[Start of Page]

23 March ~ At today’s emergency board meeting, the FA will find itself looking for its sixth chief executive in a little over ten years after Ian Watmore confirmed his decision to resign. Watmore, in the job since June last year, handed his resignation to FA Chairman Lord Triesman on Friday. Triesman asked him to give the matter further thought over the weekend. The statement issued by the FA offered no reason for the resignation and the chance of a change of heart was made more unlikely when an email was leaked over the weekend about the appointment of Sky’s Julian Eccles as the FA’s communications director. Watmore is said to have been furious about the leak and made his views clear in an email of his own to FA Board members. 

Although there has been plenty of speculation that the relationship between Watmore and Triesman had been at times tense, the indications are that this was not the case and it was not a crucial factor in his decision. More likely, he seems to have become disillusioned with the difficulties he faced in getting things done and the slow process of decision-making through the FA’s committee structure. Sky Sports have been reporting that Watmore found the FA to be “riddled with vested interests”. He will have gained an early insight into that with the infighting on the Board managing the 2018 World Cup bid.

He was not the first chief executive to have a difficult relationship with the Leagues and with some clubs. His ideas for “reviving” the FA Cup did not go down well. Nevertheless he established a good working relationship with the Premier League’s Richard Scudamore and the pair co-operated well around Portsmouth’s difficulties. He seems to have been less successful with the Premier League chairman Sir Dave Richards whom he faced regularly on a range of FA committees. The view that seems to be emerging is that there was no single factor but an accumulation of issues that led him to conclude his position was untenable.

[End of Page]

[Required task 1]: From the article on Ian Watmore's resignation, extract the passage that begins at the words "Although there has" and stops after "World Cup bid.", keeping every word unchanged.
The records are unrelated to the article.

[Start of Records provided]

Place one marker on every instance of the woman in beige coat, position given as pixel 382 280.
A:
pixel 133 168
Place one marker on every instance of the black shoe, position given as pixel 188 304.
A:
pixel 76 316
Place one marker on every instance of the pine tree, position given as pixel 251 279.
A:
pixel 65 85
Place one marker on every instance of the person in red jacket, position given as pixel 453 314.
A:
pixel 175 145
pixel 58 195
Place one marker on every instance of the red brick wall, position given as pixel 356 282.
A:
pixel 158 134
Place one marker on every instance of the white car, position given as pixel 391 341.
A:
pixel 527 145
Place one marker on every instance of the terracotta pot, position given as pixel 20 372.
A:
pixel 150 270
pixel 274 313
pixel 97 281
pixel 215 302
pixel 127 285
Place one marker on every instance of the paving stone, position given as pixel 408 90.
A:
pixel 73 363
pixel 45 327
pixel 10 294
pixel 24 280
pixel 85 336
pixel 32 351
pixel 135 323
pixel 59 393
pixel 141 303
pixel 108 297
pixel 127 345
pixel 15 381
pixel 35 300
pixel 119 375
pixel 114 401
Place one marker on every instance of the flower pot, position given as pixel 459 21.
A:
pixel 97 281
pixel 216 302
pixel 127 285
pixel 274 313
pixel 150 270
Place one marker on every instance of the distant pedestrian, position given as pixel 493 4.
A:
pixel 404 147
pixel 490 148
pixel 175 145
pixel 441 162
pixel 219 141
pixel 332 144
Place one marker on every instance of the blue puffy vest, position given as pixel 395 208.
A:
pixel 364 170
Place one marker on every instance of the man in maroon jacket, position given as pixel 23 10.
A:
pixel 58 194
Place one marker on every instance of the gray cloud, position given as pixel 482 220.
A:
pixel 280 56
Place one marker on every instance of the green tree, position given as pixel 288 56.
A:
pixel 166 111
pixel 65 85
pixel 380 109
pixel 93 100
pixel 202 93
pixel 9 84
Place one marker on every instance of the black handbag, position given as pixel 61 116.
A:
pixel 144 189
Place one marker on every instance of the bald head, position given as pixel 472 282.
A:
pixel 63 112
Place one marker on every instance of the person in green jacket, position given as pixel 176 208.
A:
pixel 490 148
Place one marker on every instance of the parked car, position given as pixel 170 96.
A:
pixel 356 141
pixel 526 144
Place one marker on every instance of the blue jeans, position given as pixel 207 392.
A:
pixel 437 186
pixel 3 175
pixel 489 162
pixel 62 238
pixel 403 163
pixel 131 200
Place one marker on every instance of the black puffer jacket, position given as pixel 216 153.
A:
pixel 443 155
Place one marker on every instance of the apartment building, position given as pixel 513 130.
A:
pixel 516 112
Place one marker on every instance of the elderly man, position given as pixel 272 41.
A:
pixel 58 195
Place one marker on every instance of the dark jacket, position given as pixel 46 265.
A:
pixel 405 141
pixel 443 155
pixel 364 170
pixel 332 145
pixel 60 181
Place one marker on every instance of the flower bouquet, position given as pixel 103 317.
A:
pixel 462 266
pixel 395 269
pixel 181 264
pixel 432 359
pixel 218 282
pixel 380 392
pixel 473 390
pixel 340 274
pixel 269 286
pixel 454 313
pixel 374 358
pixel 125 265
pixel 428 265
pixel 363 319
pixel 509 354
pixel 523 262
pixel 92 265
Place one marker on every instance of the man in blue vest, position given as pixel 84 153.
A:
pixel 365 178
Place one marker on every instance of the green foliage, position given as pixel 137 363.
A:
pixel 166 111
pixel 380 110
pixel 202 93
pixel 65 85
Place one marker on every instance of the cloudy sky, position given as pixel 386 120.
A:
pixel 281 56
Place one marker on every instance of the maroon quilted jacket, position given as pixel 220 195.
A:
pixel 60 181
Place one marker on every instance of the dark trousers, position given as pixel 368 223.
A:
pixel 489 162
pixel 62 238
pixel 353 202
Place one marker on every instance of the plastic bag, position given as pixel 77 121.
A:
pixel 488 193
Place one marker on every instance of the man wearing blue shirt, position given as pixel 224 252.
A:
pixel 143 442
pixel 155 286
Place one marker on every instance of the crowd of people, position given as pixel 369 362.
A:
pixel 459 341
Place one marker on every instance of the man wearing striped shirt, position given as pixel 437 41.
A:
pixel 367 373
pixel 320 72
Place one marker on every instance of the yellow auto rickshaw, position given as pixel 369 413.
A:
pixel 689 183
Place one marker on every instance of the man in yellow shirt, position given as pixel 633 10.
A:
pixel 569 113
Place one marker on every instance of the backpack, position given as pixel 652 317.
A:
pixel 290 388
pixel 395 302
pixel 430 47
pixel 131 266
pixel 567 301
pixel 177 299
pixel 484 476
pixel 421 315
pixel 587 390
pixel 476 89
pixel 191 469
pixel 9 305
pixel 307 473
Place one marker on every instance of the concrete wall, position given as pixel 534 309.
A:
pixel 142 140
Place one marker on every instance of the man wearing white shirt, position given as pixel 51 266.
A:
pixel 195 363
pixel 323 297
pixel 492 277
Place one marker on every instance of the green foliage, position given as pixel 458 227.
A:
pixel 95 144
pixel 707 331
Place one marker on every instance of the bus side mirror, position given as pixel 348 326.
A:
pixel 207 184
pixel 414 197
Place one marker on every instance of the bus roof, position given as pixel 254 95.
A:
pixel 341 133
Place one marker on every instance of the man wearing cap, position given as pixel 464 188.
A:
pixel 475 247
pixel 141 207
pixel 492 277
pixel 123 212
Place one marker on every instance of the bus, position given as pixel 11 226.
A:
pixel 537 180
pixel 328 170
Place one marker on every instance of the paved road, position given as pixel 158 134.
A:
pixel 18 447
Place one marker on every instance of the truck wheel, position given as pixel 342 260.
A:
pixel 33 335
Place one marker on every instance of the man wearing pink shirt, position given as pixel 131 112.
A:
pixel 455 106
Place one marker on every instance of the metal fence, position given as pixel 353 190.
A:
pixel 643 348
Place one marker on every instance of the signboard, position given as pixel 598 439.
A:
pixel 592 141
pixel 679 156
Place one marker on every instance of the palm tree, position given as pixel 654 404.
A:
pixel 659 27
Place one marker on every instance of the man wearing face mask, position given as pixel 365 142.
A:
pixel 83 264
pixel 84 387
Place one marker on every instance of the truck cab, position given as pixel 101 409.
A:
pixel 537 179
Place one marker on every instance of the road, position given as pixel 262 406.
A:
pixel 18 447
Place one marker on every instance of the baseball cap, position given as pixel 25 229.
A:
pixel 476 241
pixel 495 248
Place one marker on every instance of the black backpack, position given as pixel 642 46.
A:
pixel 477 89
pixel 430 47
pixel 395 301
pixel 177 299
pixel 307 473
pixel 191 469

[End of Records provided]

[Required task 2]: Copy the records word for word, beginning at their first line and stopping after the line that has "pixel 527 145".

[Output 1]:
Although there has been plenty of speculation that the relationship between Watmore and Triesman had been at times tense, the indications are that this was not the case and it was not a crucial factor in his decision. More likely, he seems to have become disillusioned with the difficulties he faced in getting things done and the slow process of decision-making through the FA’s committee structure. Sky Sports have been reporting that Watmore found the FA to be “riddled with vested interests”. He will have gained an early insight into that with the infighting on the Board managing the 2018 World Cup bid.

[Output 2]:
Place one marker on every instance of the woman in beige coat, position given as pixel 382 280.
A:
pixel 133 168
Place one marker on every instance of the black shoe, position given as pixel 188 304.
A:
pixel 76 316
Place one marker on every instance of the pine tree, position given as pixel 251 279.
A:
pixel 65 85
Place one marker on every instance of the person in red jacket, position given as pixel 453 314.
A:
pixel 175 145
pixel 58 195
Place one marker on every instance of the red brick wall, position given as pixel 356 282.
A:
pixel 158 134
Place one marker on every instance of the white car, position given as pixel 391 341.
A:
pixel 527 145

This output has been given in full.